▸ **Reading text**:
>> Begin
A simple commentary on an economic point

This commentary does not discuss GINI indexes, Quantitative easing, interest rate indexes, or the Laffer curve.

It makes this simple point:

Three (of the) ways that inequality reduces the prosperity of the American people:

1. The direct issue that the wealthy are undertaxed. That money could reduce inequality, going to the rest of America by lowering their taxes and/or invested in them.

2. An economy structured for high inequality creates less wealth. There is less productivity, less innovation, less entrepreneurship, less competition.

Instead, the economy continually consolidates to bigger companies owned by fewer people, and protects their wealth and prevents competitors rather than being focused on creating wealth.

3. That lost money not spent on investments for the American people has an increasing cycle of loss.

Less spent on education means less wealth created meaning less money to spend on education and so on.

Same with infrastructure or many other programs that create wealth.

All in the name of increasing the size of the slice of the smaller pie for the few with the most.
>> End
▸ **Dataset excerpt**:
>> Begin
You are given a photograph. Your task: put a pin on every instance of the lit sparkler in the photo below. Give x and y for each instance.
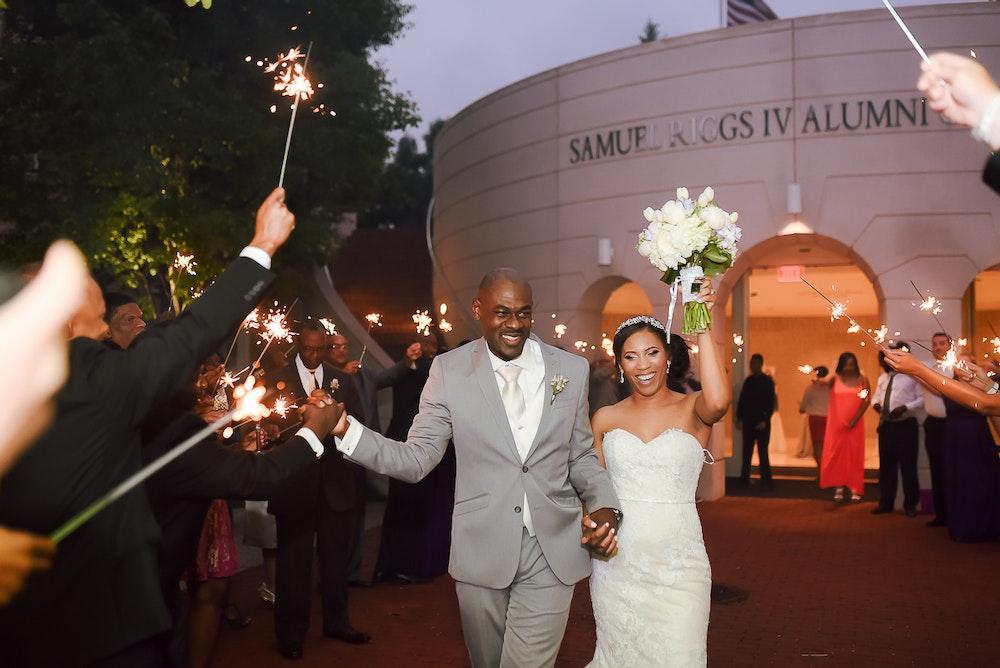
>> End
▸ **Tasks for this exercise**:
A. From the commentary on inequality, reproduce the passage that begins with the words "A simple commentary" and ends after the words "entrepreneurship, less competition.".
B. In the commentary on inequality, condense the paragraph that begins "Instead, the economy continually consolidates" into one shorter sentence that keeps its main facts.
C. List every topic that the commentary on inequality says it does not discuss.

▸ **Exercise responses**:
A.
A simple commentary on an economic point

This commentary does not discuss GINI indexes, Quantitative easing, interest rate indexes, or the Laffer curve.

It makes this simple point:

Three (of the) ways that inequality reduces the prosperity of the American people:

1. The direct issue that the wealthy are undertaxed. That money could reduce inequality, going to the rest of America by lowering their taxes and/or invested in them.

2. An economy structured for high inequality creates less wealth. There is less productivity, less innovation, less entrepreneurship, less competition.

B. The economy keeps merging into bigger companies owned by fewer people, guarding their wealth and blocking competitors instead of creating wealth.

C.
- GINI indexes
- Quantitative easing
- Interest rate indexes
- The Laffer curve